#### [Task goal]
Copy each of the following rows word for word, without changing anything.

[Items from a data source]
--*--

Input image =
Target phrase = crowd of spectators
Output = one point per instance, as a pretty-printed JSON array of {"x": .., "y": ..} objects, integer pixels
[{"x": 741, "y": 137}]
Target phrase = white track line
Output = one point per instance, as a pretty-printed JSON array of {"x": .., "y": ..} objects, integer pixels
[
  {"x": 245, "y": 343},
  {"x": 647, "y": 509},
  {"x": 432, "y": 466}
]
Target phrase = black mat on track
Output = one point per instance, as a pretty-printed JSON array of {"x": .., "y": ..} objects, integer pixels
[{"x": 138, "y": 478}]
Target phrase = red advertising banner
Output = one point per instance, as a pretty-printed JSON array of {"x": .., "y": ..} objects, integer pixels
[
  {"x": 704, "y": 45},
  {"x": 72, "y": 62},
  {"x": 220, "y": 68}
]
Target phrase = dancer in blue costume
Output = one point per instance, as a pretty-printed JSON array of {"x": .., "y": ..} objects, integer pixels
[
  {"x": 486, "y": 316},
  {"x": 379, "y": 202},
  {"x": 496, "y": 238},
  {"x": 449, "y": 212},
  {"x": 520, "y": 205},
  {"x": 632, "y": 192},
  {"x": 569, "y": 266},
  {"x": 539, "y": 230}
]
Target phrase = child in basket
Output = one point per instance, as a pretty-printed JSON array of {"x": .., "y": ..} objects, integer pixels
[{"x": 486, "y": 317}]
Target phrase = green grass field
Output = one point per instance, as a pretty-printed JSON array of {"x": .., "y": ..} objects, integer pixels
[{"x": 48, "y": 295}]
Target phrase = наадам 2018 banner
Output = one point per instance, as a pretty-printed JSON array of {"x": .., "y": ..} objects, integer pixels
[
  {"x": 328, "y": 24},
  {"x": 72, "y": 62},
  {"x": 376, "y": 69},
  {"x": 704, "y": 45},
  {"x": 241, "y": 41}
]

--*--

#### [Full answer]
Input image =
Target phrase = crowd of spectators
Output = one point per instance, as a pretty-printed JSON array of {"x": .., "y": ..} objects, integer pixels
[{"x": 741, "y": 137}]
Target phrase = white track line
Output = one point per instance, as a pretty-printed JSON array of {"x": .., "y": ..} objects, integer pixels
[
  {"x": 245, "y": 343},
  {"x": 647, "y": 509},
  {"x": 432, "y": 466}
]
Target phrase = black mat on track
Output = one point per instance, as a pretty-printed JSON array of {"x": .., "y": ..} objects, integer pixels
[{"x": 138, "y": 478}]
Target phrase = red advertising banner
Output = one point per instance, as a pretty-printed JSON array of {"x": .., "y": ..} objects, integer pixels
[
  {"x": 704, "y": 45},
  {"x": 72, "y": 62},
  {"x": 220, "y": 68}
]
Target phrase = dancer in blue costume
Output = one point per instance, as a pretty-printed JSON array of {"x": .., "y": ..} objects, integer pixels
[
  {"x": 486, "y": 316},
  {"x": 379, "y": 202},
  {"x": 496, "y": 238},
  {"x": 449, "y": 212},
  {"x": 520, "y": 205},
  {"x": 632, "y": 192},
  {"x": 569, "y": 266},
  {"x": 539, "y": 230}
]
Target phrase = child in basket
Output = one point per instance, as a pretty-printed JSON array of {"x": .., "y": ..} objects, integer pixels
[{"x": 486, "y": 317}]
Target phrase = green grass field
Output = one point per instance, as a pretty-printed JSON array of {"x": .., "y": ..} objects, integer pixels
[{"x": 48, "y": 295}]
Target phrase = наадам 2018 banner
Output = one point per instance, as a pretty-printed JSON array of {"x": .., "y": ..} objects, integer pixels
[
  {"x": 328, "y": 24},
  {"x": 72, "y": 62},
  {"x": 376, "y": 69},
  {"x": 704, "y": 45},
  {"x": 241, "y": 41}
]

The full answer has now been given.